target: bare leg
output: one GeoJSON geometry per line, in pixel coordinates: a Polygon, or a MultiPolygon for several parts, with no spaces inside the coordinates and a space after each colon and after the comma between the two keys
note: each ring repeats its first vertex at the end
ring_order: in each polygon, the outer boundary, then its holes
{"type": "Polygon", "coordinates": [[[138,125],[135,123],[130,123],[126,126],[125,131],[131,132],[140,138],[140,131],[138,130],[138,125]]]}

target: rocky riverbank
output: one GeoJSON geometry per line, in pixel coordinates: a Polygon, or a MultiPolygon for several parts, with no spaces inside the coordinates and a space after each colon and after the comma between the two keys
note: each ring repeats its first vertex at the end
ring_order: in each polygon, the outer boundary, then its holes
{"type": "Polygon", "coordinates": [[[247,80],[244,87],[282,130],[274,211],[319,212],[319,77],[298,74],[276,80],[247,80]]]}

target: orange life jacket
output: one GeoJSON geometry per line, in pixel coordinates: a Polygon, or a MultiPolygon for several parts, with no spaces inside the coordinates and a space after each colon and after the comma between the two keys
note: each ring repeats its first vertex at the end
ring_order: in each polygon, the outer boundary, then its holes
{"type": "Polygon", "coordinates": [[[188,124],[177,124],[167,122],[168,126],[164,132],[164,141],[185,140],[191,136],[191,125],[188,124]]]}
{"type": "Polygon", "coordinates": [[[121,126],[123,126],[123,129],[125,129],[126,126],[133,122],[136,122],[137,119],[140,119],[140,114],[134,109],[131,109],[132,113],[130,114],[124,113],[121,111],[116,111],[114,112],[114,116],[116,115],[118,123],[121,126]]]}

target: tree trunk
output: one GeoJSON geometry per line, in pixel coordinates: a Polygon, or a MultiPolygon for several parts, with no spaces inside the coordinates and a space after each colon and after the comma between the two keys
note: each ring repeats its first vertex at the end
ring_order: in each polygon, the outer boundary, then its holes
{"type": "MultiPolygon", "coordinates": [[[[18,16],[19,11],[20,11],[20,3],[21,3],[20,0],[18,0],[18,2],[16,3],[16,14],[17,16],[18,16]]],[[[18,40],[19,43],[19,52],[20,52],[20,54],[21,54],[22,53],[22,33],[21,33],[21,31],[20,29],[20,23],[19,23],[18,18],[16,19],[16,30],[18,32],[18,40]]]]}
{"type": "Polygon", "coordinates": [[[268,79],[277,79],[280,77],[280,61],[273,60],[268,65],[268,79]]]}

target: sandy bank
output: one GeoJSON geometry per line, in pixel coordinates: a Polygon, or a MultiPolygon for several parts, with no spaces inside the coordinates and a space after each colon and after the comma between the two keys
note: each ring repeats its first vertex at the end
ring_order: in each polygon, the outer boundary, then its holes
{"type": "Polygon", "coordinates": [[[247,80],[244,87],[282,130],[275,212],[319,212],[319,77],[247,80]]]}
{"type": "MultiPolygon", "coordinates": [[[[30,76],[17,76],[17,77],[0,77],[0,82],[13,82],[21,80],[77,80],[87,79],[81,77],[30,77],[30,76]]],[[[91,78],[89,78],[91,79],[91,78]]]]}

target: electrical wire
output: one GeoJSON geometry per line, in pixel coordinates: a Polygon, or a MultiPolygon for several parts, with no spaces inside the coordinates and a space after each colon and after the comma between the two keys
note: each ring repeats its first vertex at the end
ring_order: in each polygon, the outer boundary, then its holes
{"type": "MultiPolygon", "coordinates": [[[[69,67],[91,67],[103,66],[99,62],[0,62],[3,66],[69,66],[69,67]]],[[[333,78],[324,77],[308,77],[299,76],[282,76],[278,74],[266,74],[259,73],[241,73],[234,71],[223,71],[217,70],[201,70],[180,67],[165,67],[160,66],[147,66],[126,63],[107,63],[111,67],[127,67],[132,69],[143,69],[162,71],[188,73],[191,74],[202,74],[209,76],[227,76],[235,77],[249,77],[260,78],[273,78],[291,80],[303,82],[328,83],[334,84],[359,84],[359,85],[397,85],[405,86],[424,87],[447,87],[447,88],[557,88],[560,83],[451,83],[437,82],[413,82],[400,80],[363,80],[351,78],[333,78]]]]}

########

Task requirements
Could you put the part of the entries that opens with the line containing "target: electrical wire" and closes with the last line of the entries into a numbered list, leaving out any blank lines?

Exercise result
1. target: electrical wire
2. output: one GeoJSON geometry per line, in pixel coordinates: a Polygon, or a MultiPolygon for several parts, with no spaces inside the coordinates and a space after each colon and after the comma between the two keys
3. note: each ring repeats its first vertex at the end
4. ring_order: in each polygon, the outer boundary, then its holes
5. {"type": "MultiPolygon", "coordinates": [[[[69,67],[91,67],[103,66],[99,62],[0,62],[3,66],[69,66],[69,67]]],[[[333,78],[324,77],[308,77],[299,76],[282,76],[278,74],[266,74],[259,73],[241,73],[234,71],[223,71],[217,70],[201,70],[180,67],[165,67],[160,66],[147,66],[126,63],[107,63],[111,67],[127,67],[132,69],[143,69],[162,71],[188,73],[191,74],[202,74],[209,76],[227,76],[235,77],[249,77],[260,78],[273,78],[291,80],[303,82],[328,83],[334,84],[359,84],[359,85],[397,85],[405,86],[424,87],[447,87],[447,88],[557,88],[560,83],[451,83],[437,82],[413,82],[400,80],[363,80],[351,78],[333,78]]]]}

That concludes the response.